Problem description
Extract every line of the listing below without any changes, but leave the pictures out of your answer.
>> START Records
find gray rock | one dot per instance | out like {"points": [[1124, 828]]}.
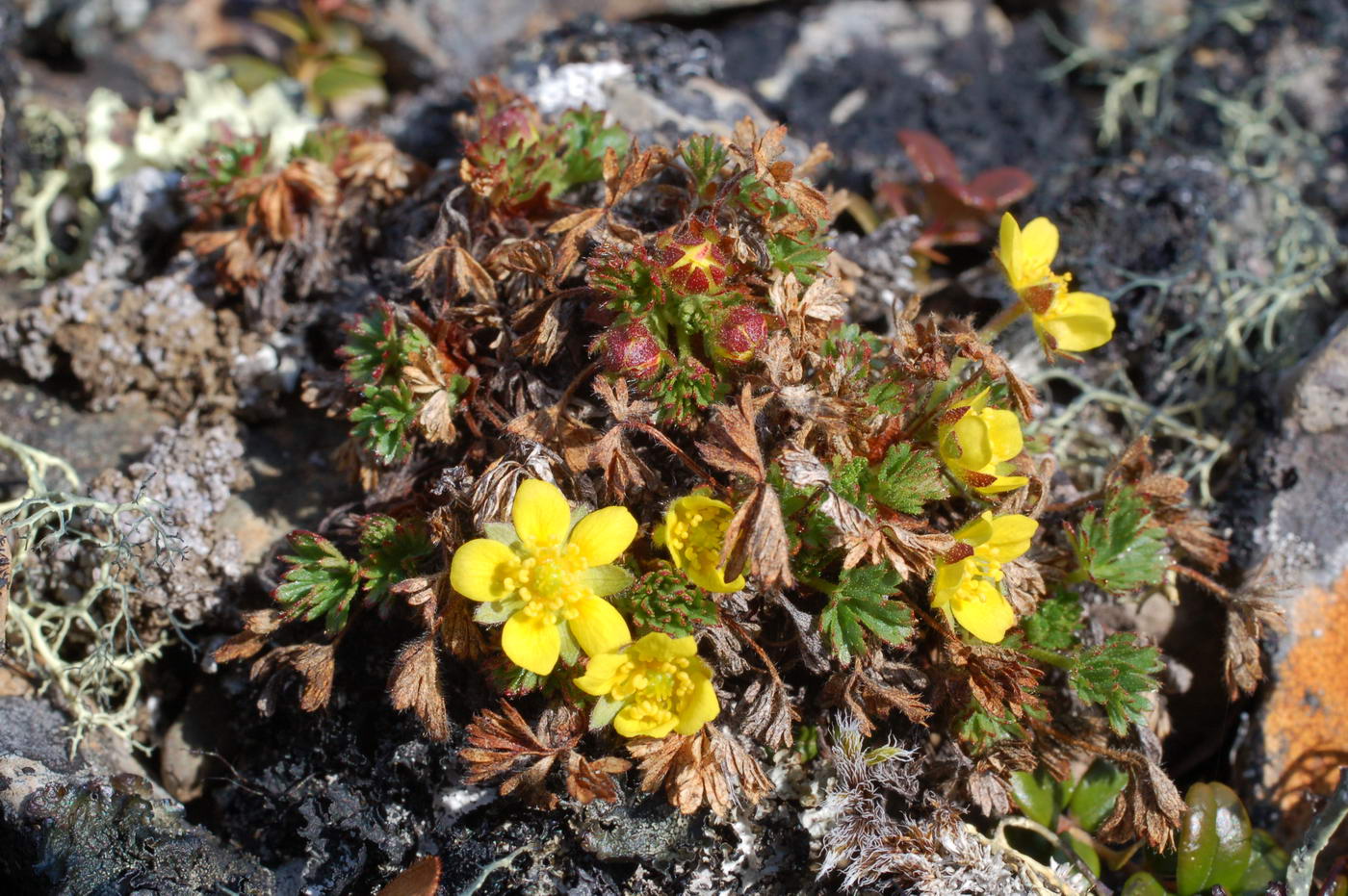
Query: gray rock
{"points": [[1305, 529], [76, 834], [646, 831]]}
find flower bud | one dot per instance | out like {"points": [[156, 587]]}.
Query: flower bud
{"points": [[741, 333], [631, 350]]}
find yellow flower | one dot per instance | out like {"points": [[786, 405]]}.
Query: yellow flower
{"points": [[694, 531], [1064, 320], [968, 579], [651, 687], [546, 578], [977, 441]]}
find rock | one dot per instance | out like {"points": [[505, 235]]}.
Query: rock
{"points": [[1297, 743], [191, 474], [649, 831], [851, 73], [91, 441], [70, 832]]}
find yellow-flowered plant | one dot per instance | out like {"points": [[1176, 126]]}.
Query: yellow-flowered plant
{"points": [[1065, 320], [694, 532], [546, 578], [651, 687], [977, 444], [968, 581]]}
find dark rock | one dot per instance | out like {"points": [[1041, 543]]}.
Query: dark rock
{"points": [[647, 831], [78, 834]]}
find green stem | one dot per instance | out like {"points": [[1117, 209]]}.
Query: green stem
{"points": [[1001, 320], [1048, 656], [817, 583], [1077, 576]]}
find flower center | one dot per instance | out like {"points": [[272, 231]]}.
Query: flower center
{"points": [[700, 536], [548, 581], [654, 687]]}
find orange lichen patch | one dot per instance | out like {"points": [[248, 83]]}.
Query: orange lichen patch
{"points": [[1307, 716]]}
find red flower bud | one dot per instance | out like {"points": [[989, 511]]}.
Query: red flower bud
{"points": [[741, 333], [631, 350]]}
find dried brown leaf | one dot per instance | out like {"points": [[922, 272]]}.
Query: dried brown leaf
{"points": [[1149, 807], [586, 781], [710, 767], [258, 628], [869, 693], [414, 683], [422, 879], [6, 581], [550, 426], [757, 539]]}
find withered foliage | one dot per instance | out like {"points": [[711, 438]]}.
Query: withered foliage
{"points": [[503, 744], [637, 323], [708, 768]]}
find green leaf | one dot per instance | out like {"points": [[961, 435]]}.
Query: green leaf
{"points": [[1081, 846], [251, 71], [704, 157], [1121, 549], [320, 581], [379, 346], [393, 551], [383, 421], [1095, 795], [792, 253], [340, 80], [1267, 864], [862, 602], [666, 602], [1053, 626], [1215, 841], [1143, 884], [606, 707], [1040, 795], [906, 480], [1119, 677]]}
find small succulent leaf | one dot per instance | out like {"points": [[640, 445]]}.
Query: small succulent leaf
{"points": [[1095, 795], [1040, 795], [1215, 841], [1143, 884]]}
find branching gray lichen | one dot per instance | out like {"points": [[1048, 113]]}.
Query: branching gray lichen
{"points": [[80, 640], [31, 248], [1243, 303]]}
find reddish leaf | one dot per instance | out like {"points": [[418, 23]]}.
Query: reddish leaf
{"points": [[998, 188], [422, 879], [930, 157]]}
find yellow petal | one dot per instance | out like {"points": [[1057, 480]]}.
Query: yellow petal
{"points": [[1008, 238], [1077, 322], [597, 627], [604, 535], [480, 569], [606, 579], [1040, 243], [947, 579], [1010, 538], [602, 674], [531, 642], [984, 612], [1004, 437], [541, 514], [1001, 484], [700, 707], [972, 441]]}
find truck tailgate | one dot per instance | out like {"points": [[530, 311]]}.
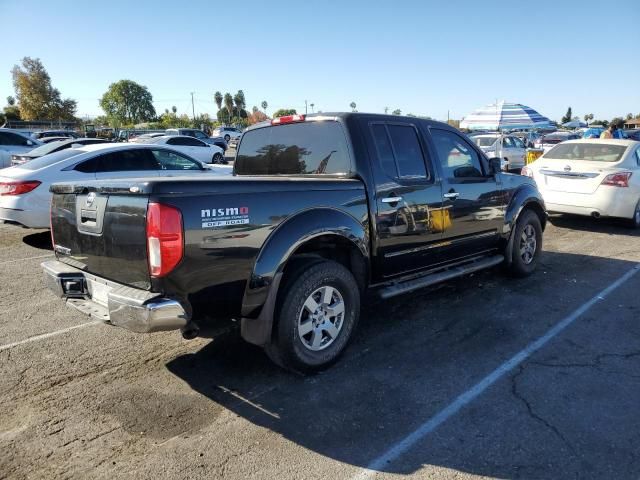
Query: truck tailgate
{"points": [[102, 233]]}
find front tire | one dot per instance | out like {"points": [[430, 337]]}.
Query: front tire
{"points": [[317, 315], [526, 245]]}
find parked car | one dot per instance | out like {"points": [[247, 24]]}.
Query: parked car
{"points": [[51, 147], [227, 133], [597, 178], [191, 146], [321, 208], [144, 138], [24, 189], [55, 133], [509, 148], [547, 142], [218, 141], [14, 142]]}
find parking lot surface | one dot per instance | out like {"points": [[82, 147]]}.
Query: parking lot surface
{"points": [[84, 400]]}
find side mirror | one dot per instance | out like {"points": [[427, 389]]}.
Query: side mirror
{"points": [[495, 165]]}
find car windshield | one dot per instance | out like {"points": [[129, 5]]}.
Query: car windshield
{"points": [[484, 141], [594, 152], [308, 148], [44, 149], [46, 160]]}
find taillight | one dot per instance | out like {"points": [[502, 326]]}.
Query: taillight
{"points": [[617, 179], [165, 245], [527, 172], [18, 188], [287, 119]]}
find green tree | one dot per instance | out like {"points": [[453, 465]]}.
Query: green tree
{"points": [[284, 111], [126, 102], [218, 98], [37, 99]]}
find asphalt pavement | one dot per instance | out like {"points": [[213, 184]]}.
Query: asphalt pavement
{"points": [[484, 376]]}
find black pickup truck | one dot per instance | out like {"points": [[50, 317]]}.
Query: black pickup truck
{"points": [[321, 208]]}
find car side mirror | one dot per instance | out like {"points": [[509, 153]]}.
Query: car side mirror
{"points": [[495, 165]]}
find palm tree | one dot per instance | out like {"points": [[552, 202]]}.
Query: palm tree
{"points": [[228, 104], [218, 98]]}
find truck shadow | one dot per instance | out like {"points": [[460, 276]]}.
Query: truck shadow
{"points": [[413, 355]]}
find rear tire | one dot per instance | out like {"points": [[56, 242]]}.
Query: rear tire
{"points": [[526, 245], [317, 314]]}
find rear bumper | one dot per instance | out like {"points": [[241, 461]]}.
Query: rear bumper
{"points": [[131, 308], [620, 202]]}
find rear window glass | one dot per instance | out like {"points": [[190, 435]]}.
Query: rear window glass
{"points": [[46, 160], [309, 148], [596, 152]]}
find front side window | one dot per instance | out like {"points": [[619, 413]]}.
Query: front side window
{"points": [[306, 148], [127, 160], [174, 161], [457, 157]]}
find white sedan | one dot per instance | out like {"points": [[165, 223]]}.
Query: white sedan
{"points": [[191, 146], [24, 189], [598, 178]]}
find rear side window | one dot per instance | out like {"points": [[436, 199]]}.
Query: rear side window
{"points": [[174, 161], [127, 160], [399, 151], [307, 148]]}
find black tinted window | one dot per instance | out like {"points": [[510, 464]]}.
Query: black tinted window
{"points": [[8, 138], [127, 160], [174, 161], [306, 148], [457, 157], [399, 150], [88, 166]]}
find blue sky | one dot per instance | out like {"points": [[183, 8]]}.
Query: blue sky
>> END Records
The solution
find gray rock | one dot per instance | out like {"points": [[1124, 828]]}.
Query: gray rock
{"points": [[1305, 529], [76, 834], [646, 831]]}
find flower bud | one dot per instance | out like {"points": [[156, 587]]}.
Query: flower bud
{"points": [[741, 333], [631, 350]]}
find yellow flower | one dot per instance | out like {"points": [[786, 405]]}.
Query: yellow flower
{"points": [[694, 531], [1064, 320], [968, 579], [651, 687], [546, 578], [977, 441]]}
find rock | one dot per instance | out like {"points": [[505, 235]]}.
Query: rock
{"points": [[1297, 743], [191, 474], [649, 831], [851, 73], [91, 441], [70, 832]]}
find yellow-flowered plant | one dot per instance | out like {"points": [[1176, 126]]}.
Query: yellow-flowered plant
{"points": [[1065, 320], [694, 532], [546, 578], [651, 687], [977, 444], [968, 581]]}
find dark rock | one dot per instance | out like {"points": [[1041, 543]]}.
Query: dark rock
{"points": [[647, 831], [78, 834]]}
find green stem | one dot per instance | out like {"points": [[1117, 209]]}.
Query: green stem
{"points": [[1001, 320], [1048, 656], [817, 583], [1077, 576]]}
find flower center | one dot per instance | out like {"points": [[272, 231]]}.
Query: flower center
{"points": [[700, 536], [548, 581], [654, 687]]}
find orange lichen patch | one dot per instance | out like {"points": [[248, 83]]}.
Query: orange lichen patch
{"points": [[1307, 716]]}
find red flower bud | one dot per instance | out like {"points": [[989, 511]]}.
Query: red flower bud
{"points": [[741, 333], [631, 350]]}
find dried brown leaf | one dot per instance | out like {"points": [[922, 272]]}.
Query: dried brown leaf
{"points": [[1149, 807], [586, 781], [710, 767], [258, 628], [869, 693], [414, 683], [422, 879], [6, 581], [550, 426], [757, 539]]}
find withered foliage | one dot per instance | out like {"points": [[711, 438]]}.
Query: withered foliage
{"points": [[503, 744], [637, 323], [708, 768]]}
find green leaf | one dot per instance | out like {"points": [[961, 435]]}.
Query: green leaf
{"points": [[1081, 846], [251, 71], [704, 157], [1121, 549], [320, 581], [379, 346], [393, 551], [383, 421], [1095, 795], [792, 253], [340, 80], [1267, 864], [862, 602], [666, 602], [1053, 626], [1215, 841], [1143, 884], [606, 707], [1040, 795], [906, 480], [1119, 677]]}
find small succulent leaf | one dot per instance | out like {"points": [[640, 445]]}.
Query: small succulent leaf
{"points": [[1095, 795], [1040, 795], [1215, 841], [1143, 884]]}
find branching gray lichen | one dot per instance | out like {"points": [[1048, 113]]}.
Query: branching gray lichen
{"points": [[80, 640], [31, 248], [1243, 303]]}
find reddish leaf | one dot per instance | out like {"points": [[418, 23]]}.
Query: reddish leaf
{"points": [[998, 188], [422, 879], [930, 157]]}
find yellow petal | one dot per instance | out like {"points": [[1057, 480]]}.
Query: yellow petal
{"points": [[1008, 238], [1077, 322], [597, 627], [604, 535], [480, 569], [606, 579], [1040, 243], [947, 579], [1010, 538], [602, 674], [531, 642], [984, 612], [1004, 437], [541, 514], [1001, 484], [700, 707], [972, 441]]}
find truck tailgate | one dot per instance | out like {"points": [[530, 311]]}.
Query: truck tailgate
{"points": [[102, 233]]}
find front tire | one dot per instance | out like {"points": [[430, 337]]}.
Query: front tire
{"points": [[317, 315], [526, 245]]}
find parked car | one dot per instance | out like {"points": [[247, 24]]}.
Query: parked car
{"points": [[51, 147], [227, 133], [597, 178], [191, 146], [321, 208], [144, 138], [24, 189], [55, 133], [509, 148], [547, 142], [218, 141], [14, 142]]}
find parking lot surface | one dot per instance | out like {"points": [[82, 147]]}.
Query: parking lot surface
{"points": [[84, 400]]}
find side mirror | one dot per instance | out like {"points": [[427, 389]]}.
Query: side mirror
{"points": [[495, 165]]}
find car windshield | one dot per instance | out like {"points": [[129, 5]]}.
Query: car windshield
{"points": [[484, 141], [594, 152], [308, 148], [44, 149], [46, 160]]}
find taillight | one dot per instance | out like {"points": [[502, 326]]}.
Query: taillight
{"points": [[617, 179], [165, 245], [527, 172], [18, 188], [287, 119]]}
find green tree | one dot per instance | out like {"points": [[453, 465]]}.
Query: green tree
{"points": [[284, 111], [126, 102], [218, 98], [37, 99]]}
find asphalt pavement | one dot per instance | out like {"points": [[213, 184]]}.
Query: asphalt pavement
{"points": [[484, 376]]}
find black pickup truck | one dot per instance | out like {"points": [[50, 317]]}.
Query: black pickup truck
{"points": [[321, 208]]}
find car side mirror | one dot per instance | out like {"points": [[509, 153]]}.
Query: car side mirror
{"points": [[495, 165]]}
find palm tree | one dot per instance | out like {"points": [[552, 202]]}.
Query: palm tree
{"points": [[228, 104], [218, 98]]}
find truck shadow | one dot per instance | out like {"points": [[460, 276]]}.
Query: truck shadow
{"points": [[413, 355]]}
find rear tire | one dot per instance | out like {"points": [[56, 242]]}.
Query: rear tire
{"points": [[526, 245], [317, 314]]}
find rear bumper | one dot per instance | out like {"points": [[241, 461]]}.
Query: rear bumper
{"points": [[131, 308], [620, 202]]}
find rear window glass | one dot per instance | out like {"points": [[190, 435]]}.
Query: rear window glass
{"points": [[46, 160], [309, 148], [596, 152]]}
find front side window | one dot per instance | out like {"points": [[619, 413]]}.
Query: front side window
{"points": [[306, 148], [127, 160], [174, 161], [457, 157]]}
find white sedan | one dot per instance | out like {"points": [[165, 223]]}.
Query: white sedan
{"points": [[191, 146], [24, 189], [598, 178]]}
find rear side window | one dot per instance | out like {"points": [[436, 199]]}.
Query: rear side window
{"points": [[174, 161], [127, 160], [399, 151], [307, 148]]}
find black tinted window | one dot per instance | out like {"points": [[510, 464]]}.
Query: black tinted window
{"points": [[8, 138], [127, 160], [174, 161], [306, 148], [457, 157], [399, 150], [88, 166]]}
find blue sky | one dot per instance | out like {"points": [[183, 8]]}.
Query: blue sky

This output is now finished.